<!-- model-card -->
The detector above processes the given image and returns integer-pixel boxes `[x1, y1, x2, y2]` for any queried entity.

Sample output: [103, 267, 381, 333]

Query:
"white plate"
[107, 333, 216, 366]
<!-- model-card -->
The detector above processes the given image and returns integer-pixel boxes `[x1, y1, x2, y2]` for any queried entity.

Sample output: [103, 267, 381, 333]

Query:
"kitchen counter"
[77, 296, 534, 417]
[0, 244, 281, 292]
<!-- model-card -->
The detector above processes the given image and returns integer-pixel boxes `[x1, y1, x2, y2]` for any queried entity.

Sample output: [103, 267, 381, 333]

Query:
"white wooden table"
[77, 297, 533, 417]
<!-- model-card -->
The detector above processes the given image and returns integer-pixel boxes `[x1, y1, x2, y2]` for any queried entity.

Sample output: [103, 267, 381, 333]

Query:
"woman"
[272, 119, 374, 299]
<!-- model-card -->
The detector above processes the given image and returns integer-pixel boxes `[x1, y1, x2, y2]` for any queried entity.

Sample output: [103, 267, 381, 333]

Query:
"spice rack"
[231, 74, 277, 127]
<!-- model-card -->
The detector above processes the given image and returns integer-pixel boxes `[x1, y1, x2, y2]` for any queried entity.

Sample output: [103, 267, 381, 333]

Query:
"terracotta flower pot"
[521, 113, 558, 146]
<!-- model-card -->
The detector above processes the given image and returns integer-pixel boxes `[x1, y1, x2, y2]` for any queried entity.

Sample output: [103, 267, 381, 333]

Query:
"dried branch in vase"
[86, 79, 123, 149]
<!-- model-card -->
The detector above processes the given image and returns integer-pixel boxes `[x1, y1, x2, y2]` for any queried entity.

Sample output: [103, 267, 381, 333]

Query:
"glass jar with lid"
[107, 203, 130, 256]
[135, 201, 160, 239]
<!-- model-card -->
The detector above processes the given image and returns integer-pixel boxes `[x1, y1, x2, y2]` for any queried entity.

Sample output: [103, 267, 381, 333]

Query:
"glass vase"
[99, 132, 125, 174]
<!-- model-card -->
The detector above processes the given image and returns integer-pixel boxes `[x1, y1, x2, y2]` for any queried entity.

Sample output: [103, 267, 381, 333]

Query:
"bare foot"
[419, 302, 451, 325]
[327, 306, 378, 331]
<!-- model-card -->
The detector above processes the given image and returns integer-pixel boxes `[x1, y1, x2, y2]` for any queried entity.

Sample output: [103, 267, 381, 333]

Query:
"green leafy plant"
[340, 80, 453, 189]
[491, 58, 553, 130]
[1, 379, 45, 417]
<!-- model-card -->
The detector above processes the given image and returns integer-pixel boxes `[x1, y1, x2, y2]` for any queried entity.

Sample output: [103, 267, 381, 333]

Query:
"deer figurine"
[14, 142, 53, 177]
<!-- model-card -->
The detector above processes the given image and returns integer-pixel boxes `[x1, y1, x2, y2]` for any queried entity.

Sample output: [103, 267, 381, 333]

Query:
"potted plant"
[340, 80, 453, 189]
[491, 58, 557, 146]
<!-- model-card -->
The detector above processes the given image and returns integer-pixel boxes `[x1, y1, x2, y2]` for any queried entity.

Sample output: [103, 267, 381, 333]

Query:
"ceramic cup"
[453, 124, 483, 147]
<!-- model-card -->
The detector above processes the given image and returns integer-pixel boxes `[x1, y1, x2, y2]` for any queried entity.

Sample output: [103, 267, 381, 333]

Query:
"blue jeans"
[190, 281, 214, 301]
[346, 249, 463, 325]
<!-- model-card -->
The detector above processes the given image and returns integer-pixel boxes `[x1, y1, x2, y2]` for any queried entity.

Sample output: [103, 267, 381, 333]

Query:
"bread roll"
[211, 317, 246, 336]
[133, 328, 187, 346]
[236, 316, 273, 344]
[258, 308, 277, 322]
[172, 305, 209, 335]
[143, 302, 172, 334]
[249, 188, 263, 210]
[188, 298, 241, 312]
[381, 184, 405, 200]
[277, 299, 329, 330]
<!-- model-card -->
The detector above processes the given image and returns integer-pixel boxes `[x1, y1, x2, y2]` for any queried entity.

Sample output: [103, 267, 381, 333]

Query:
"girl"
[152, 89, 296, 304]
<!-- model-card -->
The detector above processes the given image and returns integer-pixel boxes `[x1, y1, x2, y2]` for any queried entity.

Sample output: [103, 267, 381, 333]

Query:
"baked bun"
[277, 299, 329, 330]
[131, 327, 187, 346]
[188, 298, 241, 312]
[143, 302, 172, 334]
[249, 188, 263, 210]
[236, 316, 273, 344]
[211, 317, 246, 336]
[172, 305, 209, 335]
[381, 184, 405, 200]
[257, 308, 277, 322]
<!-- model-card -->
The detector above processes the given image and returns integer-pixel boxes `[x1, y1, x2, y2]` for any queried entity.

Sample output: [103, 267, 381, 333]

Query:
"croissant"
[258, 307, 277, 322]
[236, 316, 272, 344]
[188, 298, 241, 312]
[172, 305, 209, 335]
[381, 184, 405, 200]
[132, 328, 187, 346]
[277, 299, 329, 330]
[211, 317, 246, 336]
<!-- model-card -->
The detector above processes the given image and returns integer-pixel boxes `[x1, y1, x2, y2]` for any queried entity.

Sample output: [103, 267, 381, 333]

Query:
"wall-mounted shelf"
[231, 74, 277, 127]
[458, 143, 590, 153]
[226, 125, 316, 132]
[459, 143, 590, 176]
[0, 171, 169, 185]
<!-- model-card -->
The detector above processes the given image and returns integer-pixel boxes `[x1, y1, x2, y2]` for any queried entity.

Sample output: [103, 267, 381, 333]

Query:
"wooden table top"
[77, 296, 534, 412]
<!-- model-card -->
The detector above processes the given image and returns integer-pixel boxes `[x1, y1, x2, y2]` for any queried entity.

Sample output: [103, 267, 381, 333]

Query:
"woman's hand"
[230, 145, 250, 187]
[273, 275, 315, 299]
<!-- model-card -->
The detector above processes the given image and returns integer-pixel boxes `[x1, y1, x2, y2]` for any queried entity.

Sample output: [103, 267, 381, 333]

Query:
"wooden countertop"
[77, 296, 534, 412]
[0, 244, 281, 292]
####
▶ Aim of the exercise:
Each and every record above needs writing out exactly.

▶ Your solution:
<!-- model-card -->
The detector above processes the given image and returns integer-pixel boxes `[x1, y1, x2, y2]` for any queried entity.

Sample output: [103, 267, 381, 333]

Query:
"white plate"
[107, 333, 216, 366]
<!-- model-card -->
The detector above processes the given image and returns integer-pixel boxes `[x1, y1, x2, y2]` for any queried entity.

Sample output: [103, 267, 381, 333]

Query:
"kitchen counter"
[77, 296, 534, 417]
[0, 244, 281, 292]
<!-- model-card -->
The detector above processes the given image and returns integer-pixel boxes `[x1, y1, x2, y2]` for any queried entity.

Sample output: [103, 267, 381, 333]

Query:
"white wooden table"
[77, 297, 533, 417]
<!-- model-card -->
The detector above processes the given image and returns integer-pixel boxes `[x1, y1, x2, y2]` for any queried entity.

Sample output: [103, 267, 381, 333]

Query:
"woman"
[272, 119, 374, 299]
<!-- model-card -->
The detector above processes the given image and returns integer-pixel boxes `[x1, y1, x2, y2]` for any queried entity.

Sample output: [103, 267, 381, 333]

Query:
"spice rack"
[231, 74, 277, 127]
<!-- model-card -->
The detector above processes the given image and returns integer-pixel boxes `[x1, y1, x2, y2]` for any queried entity.

Sample output: [103, 267, 381, 333]

Query:
"terracotta flower pot"
[521, 113, 558, 146]
<!-- model-card -->
The detector above processes the given image and returns integer-pixel boxes `[x1, y1, x2, y2]` for any queried entity.

Sample output: [103, 267, 381, 333]

Query:
"dried branch in vase"
[86, 79, 123, 149]
<!-- model-card -->
The detector above processes the given image and returns integer-pixel boxes `[x1, y1, x2, y2]` for any queried entity.

Sample output: [103, 267, 381, 333]

Query:
"glass jar with lid"
[107, 203, 130, 256]
[135, 201, 160, 239]
<!-- model-card -->
The detector above processes the given image and returns integer-pixel boxes `[x1, y1, x2, y2]` for any queried entity.

Sample output: [103, 267, 381, 333]

Query:
"glass vase"
[99, 132, 125, 174]
<!-- model-card -->
The detector above processes the given image and returns integer-pixel boxes `[x1, y1, x2, y2]` for any queried entity.

Sample output: [103, 267, 381, 333]

Query:
"bare foot"
[419, 302, 451, 325]
[327, 306, 378, 331]
<!-- model-card -->
The detector above processes the given image and returns integer-pixel boxes `[x1, y1, x2, y2]` for any queried entity.

Sample output: [103, 267, 381, 333]

Query:
"green leafy plant"
[340, 80, 453, 189]
[491, 58, 553, 130]
[1, 379, 45, 417]
<!-- model-card -->
The detector above processes the given image and returns integer-pixel boxes `[x1, y1, x2, y2]` for any queried entity.

Sample output: [103, 267, 381, 333]

Query:
"deer figurine"
[14, 142, 53, 177]
<!-- model-card -->
The detector above processes the given image and returns integer-pixel boxes `[x1, y1, x2, y2]` for any queried entity.

Sample output: [103, 267, 381, 333]

Query:
"potted plant"
[340, 80, 453, 189]
[491, 58, 557, 146]
<!-- model-card -->
The detector above processes the given image and returns integer-pixel boxes `[x1, y1, x2, y2]` for any queried entity.

Sample output: [103, 267, 381, 333]

Query:
"ceramic cup"
[453, 124, 483, 147]
<!-- model-card -->
The detector above processes the given image and returns integer-pixel boxes `[x1, y1, x2, y2]` for any queried entity.

Sample output: [103, 267, 381, 333]

Query:
"blue jeans"
[190, 281, 214, 301]
[346, 249, 463, 325]
<!-- model-card -->
The detector above processes the given image and returns integer-pixel boxes `[x1, y1, x2, y2]` for any queried entity.

Sample output: [103, 267, 381, 333]

Query:
"bread roll"
[211, 317, 246, 336]
[133, 328, 187, 346]
[236, 316, 273, 344]
[258, 308, 277, 322]
[172, 305, 209, 335]
[143, 302, 172, 334]
[249, 188, 263, 210]
[188, 298, 241, 312]
[381, 184, 405, 200]
[277, 299, 329, 330]
<!-- model-card -->
The detector above processes the given image and returns integer-pixel boxes `[x1, y1, x2, y2]` for any queried entity.

Sample output: [103, 267, 381, 333]

Query:
"girl"
[152, 89, 296, 304]
<!-- model-card -->
The detector above processes the given image and returns integer-pixel boxes `[x1, y1, x2, y2]` for any queried entity.

Sample output: [103, 267, 381, 333]

Query:
"baked bun"
[277, 299, 329, 330]
[131, 327, 187, 346]
[188, 298, 241, 312]
[143, 302, 172, 334]
[249, 188, 263, 210]
[236, 316, 273, 344]
[211, 317, 246, 336]
[172, 305, 209, 335]
[381, 184, 405, 200]
[257, 308, 277, 322]
<!-- model-card -->
The detector above processes the given image and returns integer-pixel boxes `[x1, y1, x2, y2]` for any queried entity.

Sample output: [103, 267, 381, 333]

Query:
"croissant"
[258, 307, 277, 322]
[236, 316, 272, 344]
[188, 298, 241, 312]
[172, 305, 209, 335]
[381, 184, 405, 200]
[132, 328, 187, 346]
[277, 299, 329, 330]
[211, 317, 246, 336]
<!-- model-card -->
The detector above processes the given image and returns integer-pixel boxes `[x1, y1, x2, y2]` for any queried entity.

Sample output: [103, 267, 381, 333]

Query:
"wall-mounted shelf"
[231, 74, 277, 127]
[458, 143, 590, 153]
[226, 125, 316, 132]
[459, 143, 590, 176]
[0, 171, 169, 185]
<!-- model-card -->
The detector above processes the given image and returns integer-pixel boxes `[x1, y1, x2, y2]` for any queried entity.

Sample output: [103, 267, 381, 333]

Query:
"wooden table top"
[77, 296, 534, 412]
<!-- model-card -->
The detector above processes the given image and returns integer-pixel boxes `[x1, y1, x2, y2]` for any queried entity.

Sample output: [103, 267, 381, 333]

Query:
"woman's hand"
[230, 145, 250, 187]
[273, 275, 315, 299]
<!-- model-card -->
The detector above processes the given image and returns integer-pixel boxes `[x1, y1, x2, y2]` for any queried entity.

Sample output: [103, 267, 381, 333]

Query:
"wooden countertop"
[77, 296, 534, 412]
[0, 244, 281, 292]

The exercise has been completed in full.